- **Your assignment**
Copy the records below exactly as they are written.

- **Listed entries**
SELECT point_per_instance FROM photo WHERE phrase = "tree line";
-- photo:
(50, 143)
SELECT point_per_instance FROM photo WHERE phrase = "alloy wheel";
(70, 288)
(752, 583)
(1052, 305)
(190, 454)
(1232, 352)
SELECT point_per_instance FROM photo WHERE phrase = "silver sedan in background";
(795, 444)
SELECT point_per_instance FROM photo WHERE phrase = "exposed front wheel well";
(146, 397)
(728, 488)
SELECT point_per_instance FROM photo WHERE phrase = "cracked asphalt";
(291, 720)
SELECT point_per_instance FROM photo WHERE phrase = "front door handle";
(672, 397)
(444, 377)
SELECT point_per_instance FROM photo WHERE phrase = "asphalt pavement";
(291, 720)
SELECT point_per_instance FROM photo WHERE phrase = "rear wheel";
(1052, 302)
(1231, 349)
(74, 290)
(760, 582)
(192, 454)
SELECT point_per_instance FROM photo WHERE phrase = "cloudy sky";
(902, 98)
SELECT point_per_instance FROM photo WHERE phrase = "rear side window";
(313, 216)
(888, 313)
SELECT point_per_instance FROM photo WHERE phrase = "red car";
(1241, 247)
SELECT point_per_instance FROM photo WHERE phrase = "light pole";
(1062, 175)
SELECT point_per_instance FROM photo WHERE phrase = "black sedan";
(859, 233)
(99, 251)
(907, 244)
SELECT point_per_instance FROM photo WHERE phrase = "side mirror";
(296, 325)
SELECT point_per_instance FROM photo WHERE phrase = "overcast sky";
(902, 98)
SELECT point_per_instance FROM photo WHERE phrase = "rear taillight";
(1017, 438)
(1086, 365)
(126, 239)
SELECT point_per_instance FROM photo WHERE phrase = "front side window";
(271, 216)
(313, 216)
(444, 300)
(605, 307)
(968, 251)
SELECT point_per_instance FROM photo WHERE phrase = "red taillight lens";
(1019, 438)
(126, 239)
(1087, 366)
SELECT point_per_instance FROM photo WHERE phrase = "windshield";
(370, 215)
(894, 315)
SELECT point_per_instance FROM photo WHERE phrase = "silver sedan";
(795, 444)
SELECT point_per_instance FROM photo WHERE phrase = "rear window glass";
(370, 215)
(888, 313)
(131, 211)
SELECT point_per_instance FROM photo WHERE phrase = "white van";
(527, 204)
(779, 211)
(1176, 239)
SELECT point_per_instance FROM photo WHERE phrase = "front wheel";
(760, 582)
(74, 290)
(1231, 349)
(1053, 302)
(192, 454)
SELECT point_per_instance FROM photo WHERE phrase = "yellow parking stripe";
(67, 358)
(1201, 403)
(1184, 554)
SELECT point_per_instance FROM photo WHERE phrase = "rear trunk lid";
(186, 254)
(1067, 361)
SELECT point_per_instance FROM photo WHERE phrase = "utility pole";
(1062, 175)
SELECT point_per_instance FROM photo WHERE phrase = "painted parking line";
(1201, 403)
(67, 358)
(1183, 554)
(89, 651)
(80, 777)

- **Result for this exercise**
SELECT point_per_instance FROM photo WHERE phrase = "tree line";
-- photo:
(50, 143)
SELECT point_per_instance FROM photo WHERE phrase = "alloy wheel";
(70, 288)
(752, 583)
(1052, 305)
(190, 454)
(1232, 352)
SELECT point_per_instance FROM photo WHERE phrase = "silver sedan in background";
(795, 444)
SELECT point_per_instance FROM photo WHERE phrase = "exposed front wheel well";
(146, 397)
(728, 488)
SELECT point_per_instance FROM photo WHERE phrase = "cracked asphalt";
(291, 720)
SELECT point_per_instance FROM photo WHERE phrase = "front door handle";
(672, 397)
(444, 377)
SELECT point_per_instance FROM photo WHERE phrase = "asphalt pavement";
(291, 720)
SELECT point_per_instance FROM photo WHERE phrase = "rear wheel";
(1052, 302)
(1231, 349)
(74, 290)
(760, 582)
(192, 454)
SELECT point_per_instance FROM photo WHERE phrase = "cloudy sky";
(902, 98)
SELECT point_per_instance FROM photo WHERE phrase = "rear side window";
(313, 216)
(888, 313)
SELECT point_per_instance FROM photo WHERE phrase = "red car";
(1241, 247)
SELECT point_per_instance FROM photo WHERE phrase = "light pole";
(1062, 175)
SELECT point_per_instance FROM photo WHERE phrase = "black sedan";
(859, 233)
(99, 251)
(907, 244)
SELECT point_per_instance FROM photo WHERE phrase = "side mirror";
(296, 325)
SELECT point_per_instance FROM photo WHERE phrase = "overcast sky";
(902, 98)
SELECT point_per_instance FROM photo WHERE phrase = "rear taillight";
(1017, 438)
(1086, 365)
(126, 239)
SELECT point_per_instance FROM photo WHERE phrase = "front side window";
(271, 216)
(313, 216)
(444, 300)
(605, 307)
(968, 251)
SELECT point_per_instance FROM photo WHERE phrase = "red taillight lens";
(1019, 438)
(126, 239)
(1087, 366)
SELECT point_per_instance FROM photo WHERE phrase = "windshield";
(370, 215)
(894, 315)
SELECT point_per_instance FROM photo WHERE phrase = "silver sedan";
(795, 444)
SELECT point_per_instance FROM photo WHERE phrase = "rear window glass";
(370, 215)
(888, 313)
(131, 211)
SELECT point_per_instance FROM photo WHERE phrase = "white van";
(527, 204)
(779, 211)
(1176, 239)
SELECT point_per_instance FROM photo WHERE phrase = "front wheel";
(760, 582)
(74, 290)
(1231, 349)
(1053, 302)
(192, 454)
SELECT point_per_instance FROM photo WHERE phrase = "yellow parking stripe";
(67, 358)
(1201, 403)
(1184, 554)
SELECT point_per_instance FROM photo WHERE phrase = "rear trunk lid";
(186, 254)
(1067, 361)
SELECT point_per_instance FROM photo WHERE phrase = "utility pole";
(1062, 175)
SELECT point_per_instance FROM photo WHERE phrase = "painted parking line";
(1201, 403)
(67, 358)
(1183, 554)
(89, 651)
(80, 777)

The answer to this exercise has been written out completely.